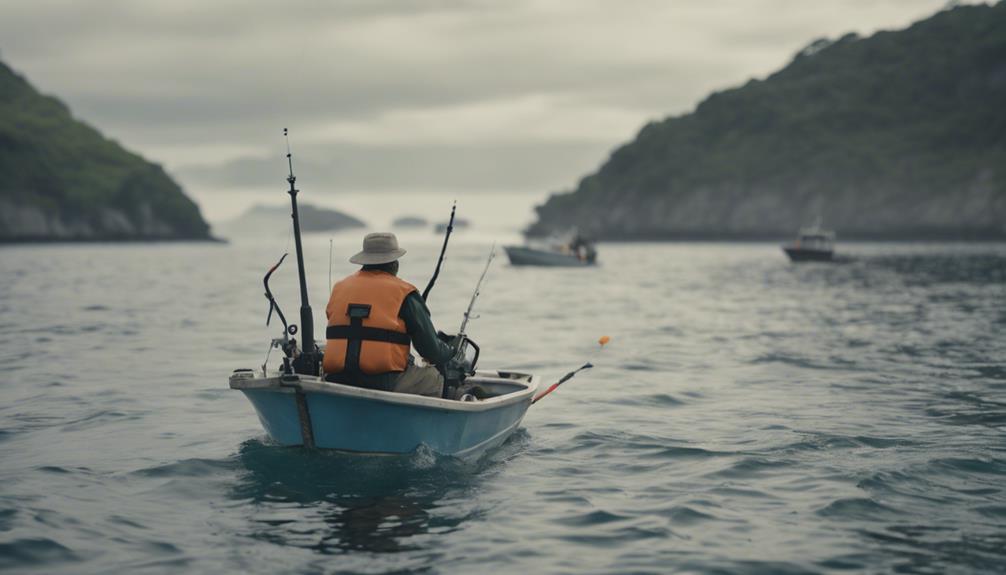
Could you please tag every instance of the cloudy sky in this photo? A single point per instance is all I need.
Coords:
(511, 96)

--------------------------------------------------

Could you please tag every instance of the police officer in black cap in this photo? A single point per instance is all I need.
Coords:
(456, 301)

--------------------------------------------------

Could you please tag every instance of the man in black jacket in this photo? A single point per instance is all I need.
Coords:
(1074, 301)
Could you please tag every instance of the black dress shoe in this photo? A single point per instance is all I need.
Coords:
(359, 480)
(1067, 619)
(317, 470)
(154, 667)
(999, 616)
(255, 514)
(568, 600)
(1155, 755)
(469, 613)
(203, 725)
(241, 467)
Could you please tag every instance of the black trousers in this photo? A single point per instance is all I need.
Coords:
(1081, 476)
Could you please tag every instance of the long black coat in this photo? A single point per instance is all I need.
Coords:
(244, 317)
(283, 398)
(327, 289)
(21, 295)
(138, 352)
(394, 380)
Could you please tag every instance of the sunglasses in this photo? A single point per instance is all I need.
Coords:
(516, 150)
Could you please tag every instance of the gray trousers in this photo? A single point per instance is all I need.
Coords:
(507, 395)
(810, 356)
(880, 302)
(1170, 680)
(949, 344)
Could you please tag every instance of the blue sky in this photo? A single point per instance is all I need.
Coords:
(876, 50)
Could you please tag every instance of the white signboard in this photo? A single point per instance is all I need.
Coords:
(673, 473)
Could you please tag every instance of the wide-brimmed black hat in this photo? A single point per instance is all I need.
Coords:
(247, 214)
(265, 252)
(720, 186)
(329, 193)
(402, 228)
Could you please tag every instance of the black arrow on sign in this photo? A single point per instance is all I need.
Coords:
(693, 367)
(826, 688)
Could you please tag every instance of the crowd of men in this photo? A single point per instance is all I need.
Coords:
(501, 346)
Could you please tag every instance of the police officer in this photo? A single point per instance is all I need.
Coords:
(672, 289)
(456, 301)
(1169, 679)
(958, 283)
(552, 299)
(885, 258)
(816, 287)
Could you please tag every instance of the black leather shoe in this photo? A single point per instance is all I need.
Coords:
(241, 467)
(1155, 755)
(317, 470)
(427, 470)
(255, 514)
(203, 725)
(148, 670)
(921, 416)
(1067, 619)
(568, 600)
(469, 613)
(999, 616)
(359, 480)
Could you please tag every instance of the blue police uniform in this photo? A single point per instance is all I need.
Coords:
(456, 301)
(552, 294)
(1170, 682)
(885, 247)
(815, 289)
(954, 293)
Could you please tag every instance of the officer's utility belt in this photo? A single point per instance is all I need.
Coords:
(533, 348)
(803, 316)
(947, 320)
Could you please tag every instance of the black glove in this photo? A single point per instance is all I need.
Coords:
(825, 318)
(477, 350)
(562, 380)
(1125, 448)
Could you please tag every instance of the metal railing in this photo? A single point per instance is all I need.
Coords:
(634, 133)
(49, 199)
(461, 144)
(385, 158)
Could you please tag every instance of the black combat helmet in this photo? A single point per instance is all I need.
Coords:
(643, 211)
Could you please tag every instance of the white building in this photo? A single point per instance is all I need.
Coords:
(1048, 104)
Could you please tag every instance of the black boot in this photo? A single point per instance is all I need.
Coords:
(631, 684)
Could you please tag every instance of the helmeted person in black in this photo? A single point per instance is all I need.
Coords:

--------------------------------------------------

Problem description
Note every line of the records that holds the word "blue", and copy it.

Response to this exercise
Could you please tag every instance of the blue sky in this photo? A single point per instance is all I need.
Could you please tag every instance of the blue police uniform in this photo? A single point per instance is all I need.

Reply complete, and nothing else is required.